>> BEGIN Records for this task

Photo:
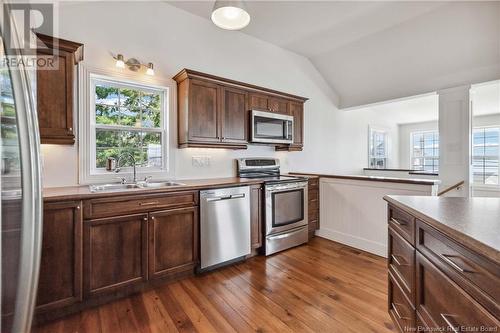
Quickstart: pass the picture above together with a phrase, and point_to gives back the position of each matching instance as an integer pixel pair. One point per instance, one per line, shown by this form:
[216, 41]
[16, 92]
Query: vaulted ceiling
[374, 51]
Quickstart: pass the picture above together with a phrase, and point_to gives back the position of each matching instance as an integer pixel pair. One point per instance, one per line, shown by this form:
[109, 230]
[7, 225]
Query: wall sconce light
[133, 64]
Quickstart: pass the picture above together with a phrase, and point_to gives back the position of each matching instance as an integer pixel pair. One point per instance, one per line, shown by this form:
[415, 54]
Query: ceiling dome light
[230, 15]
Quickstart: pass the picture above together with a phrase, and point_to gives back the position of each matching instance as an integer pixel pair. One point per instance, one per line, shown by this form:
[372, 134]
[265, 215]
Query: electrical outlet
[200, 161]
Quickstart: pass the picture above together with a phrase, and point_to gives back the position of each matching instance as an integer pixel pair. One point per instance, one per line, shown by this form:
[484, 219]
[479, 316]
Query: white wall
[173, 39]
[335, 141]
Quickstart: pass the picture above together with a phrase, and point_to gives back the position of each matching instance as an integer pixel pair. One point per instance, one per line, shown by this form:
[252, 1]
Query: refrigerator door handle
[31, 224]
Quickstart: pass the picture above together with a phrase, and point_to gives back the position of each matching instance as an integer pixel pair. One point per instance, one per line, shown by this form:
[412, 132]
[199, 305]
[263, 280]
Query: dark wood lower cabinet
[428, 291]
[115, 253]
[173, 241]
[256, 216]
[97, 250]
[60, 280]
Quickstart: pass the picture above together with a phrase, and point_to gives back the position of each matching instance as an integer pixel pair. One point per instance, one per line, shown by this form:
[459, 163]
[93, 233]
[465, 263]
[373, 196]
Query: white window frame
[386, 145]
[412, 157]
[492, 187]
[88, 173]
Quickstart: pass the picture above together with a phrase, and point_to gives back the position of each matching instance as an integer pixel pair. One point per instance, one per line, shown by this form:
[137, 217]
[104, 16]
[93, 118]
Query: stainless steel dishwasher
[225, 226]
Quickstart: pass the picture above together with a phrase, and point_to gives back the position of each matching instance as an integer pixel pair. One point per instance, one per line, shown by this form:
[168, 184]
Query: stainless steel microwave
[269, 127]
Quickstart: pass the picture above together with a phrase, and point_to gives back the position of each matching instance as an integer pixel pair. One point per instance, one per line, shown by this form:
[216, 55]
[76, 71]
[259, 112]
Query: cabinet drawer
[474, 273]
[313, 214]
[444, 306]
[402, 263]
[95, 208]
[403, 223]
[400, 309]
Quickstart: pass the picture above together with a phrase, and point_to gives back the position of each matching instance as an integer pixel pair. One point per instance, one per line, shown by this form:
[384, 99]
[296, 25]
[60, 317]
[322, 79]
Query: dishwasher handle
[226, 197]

>> END Records for this task
>> BEGIN Records for this task

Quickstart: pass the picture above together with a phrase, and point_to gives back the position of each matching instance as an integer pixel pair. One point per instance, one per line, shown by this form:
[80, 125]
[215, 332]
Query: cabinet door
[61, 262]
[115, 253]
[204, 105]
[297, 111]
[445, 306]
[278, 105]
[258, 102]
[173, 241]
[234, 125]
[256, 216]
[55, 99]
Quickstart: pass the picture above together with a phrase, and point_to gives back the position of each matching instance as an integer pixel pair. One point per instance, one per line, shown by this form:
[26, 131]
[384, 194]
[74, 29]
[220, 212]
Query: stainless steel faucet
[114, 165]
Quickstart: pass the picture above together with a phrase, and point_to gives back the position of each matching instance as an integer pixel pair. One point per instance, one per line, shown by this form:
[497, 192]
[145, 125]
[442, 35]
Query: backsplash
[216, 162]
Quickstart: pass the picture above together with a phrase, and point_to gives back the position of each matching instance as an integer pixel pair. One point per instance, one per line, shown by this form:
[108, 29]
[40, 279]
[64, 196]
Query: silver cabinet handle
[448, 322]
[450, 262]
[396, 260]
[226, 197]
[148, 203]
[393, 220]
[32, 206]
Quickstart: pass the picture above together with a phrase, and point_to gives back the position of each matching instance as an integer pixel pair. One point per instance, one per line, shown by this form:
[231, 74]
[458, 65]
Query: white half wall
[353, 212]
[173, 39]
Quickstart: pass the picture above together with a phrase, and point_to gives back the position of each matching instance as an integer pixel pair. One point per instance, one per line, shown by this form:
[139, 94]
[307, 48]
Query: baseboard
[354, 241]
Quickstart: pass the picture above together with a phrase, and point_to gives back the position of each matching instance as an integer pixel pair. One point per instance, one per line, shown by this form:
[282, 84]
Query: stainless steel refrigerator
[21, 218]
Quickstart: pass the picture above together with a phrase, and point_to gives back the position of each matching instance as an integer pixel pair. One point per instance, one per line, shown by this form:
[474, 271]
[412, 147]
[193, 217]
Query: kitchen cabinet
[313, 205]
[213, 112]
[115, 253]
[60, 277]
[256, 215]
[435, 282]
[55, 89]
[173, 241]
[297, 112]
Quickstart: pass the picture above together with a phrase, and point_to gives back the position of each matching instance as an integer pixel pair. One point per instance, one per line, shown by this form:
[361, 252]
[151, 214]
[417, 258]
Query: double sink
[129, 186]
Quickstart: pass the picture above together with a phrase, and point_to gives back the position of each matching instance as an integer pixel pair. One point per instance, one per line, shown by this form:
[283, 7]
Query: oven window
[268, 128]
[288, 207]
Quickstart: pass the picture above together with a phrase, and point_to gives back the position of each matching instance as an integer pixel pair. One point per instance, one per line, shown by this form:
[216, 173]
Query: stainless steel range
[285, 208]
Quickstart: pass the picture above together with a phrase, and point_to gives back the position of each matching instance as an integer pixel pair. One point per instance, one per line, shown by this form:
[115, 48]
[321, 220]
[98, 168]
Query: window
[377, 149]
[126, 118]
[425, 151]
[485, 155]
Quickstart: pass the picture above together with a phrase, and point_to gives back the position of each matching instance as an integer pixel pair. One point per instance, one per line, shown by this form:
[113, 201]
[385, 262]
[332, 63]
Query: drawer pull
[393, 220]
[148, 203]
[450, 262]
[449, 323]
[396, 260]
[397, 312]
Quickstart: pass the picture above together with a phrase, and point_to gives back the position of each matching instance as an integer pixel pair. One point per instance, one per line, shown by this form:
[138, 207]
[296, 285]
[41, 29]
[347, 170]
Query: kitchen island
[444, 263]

>> END Records for this task

▶ Your objective
Count the lines in the rows above that contain the word "drawer", and reply with only that number.

▶ Completed exercise
2